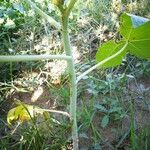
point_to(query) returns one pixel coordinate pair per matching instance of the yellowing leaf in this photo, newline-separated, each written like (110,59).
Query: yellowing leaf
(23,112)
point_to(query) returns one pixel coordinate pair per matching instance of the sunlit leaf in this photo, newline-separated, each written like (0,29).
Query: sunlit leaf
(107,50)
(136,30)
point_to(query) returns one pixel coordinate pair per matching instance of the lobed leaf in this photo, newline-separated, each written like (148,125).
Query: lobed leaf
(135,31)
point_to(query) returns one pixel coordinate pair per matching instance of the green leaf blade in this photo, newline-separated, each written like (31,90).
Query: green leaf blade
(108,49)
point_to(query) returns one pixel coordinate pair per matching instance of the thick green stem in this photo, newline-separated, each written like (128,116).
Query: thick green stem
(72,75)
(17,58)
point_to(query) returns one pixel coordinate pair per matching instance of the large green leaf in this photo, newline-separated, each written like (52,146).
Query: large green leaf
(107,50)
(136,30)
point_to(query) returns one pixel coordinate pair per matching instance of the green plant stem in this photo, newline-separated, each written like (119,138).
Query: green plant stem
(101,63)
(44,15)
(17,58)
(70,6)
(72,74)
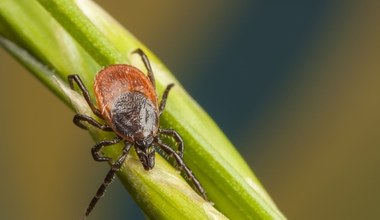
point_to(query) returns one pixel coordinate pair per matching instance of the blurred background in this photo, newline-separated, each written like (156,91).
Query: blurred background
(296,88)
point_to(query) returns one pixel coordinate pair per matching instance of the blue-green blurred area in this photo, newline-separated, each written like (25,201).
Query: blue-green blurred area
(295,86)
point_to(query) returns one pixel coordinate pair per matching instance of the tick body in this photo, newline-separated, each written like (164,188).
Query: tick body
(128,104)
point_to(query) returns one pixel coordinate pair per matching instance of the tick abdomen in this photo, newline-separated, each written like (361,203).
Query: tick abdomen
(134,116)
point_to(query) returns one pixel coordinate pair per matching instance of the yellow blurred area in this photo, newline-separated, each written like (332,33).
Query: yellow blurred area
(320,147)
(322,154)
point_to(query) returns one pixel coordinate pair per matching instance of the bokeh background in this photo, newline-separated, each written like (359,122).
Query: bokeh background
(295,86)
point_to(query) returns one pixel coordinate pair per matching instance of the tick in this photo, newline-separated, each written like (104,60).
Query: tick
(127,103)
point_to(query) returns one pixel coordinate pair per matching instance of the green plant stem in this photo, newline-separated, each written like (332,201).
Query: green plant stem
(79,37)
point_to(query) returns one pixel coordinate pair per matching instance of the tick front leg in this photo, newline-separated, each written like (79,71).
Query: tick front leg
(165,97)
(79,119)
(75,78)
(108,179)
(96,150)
..............................
- **Task instructions**:
Please transcribe the material above exactly as written. Leave the pictures out.

- **Response to the task**:
point_to(query) returns one pixel coordinate pair per matching instance of the yellowing leaf in this photo, newline-separated, each written like (110,59).
Query: yellowing leaf
(23,112)
point_to(query) returns one pixel coordinate pair per matching instance of the sunlit leaf in this photo, newline-separated, each written like (0,29).
Query: sunlit leaf
(107,50)
(136,30)
point_to(query) returns one pixel coordinate pair per matching instance of the lobed leaf in this photo, newline-separated, each written like (148,125).
Query: lobed leaf
(135,31)
point_to(query) returns one pixel coordinate pair per matching instance of the green leaf blade in this photo, newline-separated, each written like (31,90).
Query: green leaf blade
(108,49)
point_to(query) returns one pixel coordinate pair per matching instance of the thick green stem in this photo, newline-separated, each written like (128,116).
Query: thick green stem
(72,75)
(17,58)
point_to(query) returns one pixel coordinate pair per matching instance of the large green leaf in this photo, newline-separated, each written like (52,146).
Query: large green leaf
(107,50)
(136,30)
point_to(query) returns one pixel coordinate pair per matching instance of the green plant stem in this photo, newline-separated, each written like (119,138).
Query: green plant stem
(101,63)
(44,15)
(17,58)
(70,6)
(72,74)
point_to(query) returns one pixel coordinate pair per matching instance of the blurred background in this photo, newline-separated, each written like (156,91).
Query: blurred background
(296,88)
point_to(query) returns one pixel coordinate pair per matching instance of the blue-green blurred area in this photo, newline-separated, each written like (25,201).
Query: blue-green blurred area
(295,86)
point_to(query) returns one pixel coordinate pair per matching instance of the tick body in this photo, newline-separated, each written like (164,188).
Query: tick body
(128,104)
point_to(query) returns one pixel coordinate pair per matching instance of the tick abdomen in this photo, newline-separated, each written like (361,203).
Query: tick abdomen
(134,116)
point_to(query) returns one pixel coordinate pair per matching instance of the yellow blurred area in this photo, newline-separated, each written like (332,33).
Query: yellow blurred area
(320,147)
(322,154)
point_to(query) returns one pixel coordinate pair per matching instance of the bokeh background in this photo, newline-separated, each written like (359,122).
Query: bokeh background
(295,86)
point_to(query) returns one pixel coordinate pair per matching instance of the tick in this photo, newline-separated, each written like (104,60).
Query: tick
(127,103)
point_to(query) returns one pixel coordinate pair per matching instance of the green plant stem in this photo, newline-separated, each written like (332,201).
Query: green plant stem
(79,37)
point_to(query) returns one pixel coordinate pair per matching instance of the tick front leg in this photo, newline-separated, each written like (79,71).
Query: tick front leg
(165,97)
(79,119)
(75,78)
(108,179)
(96,150)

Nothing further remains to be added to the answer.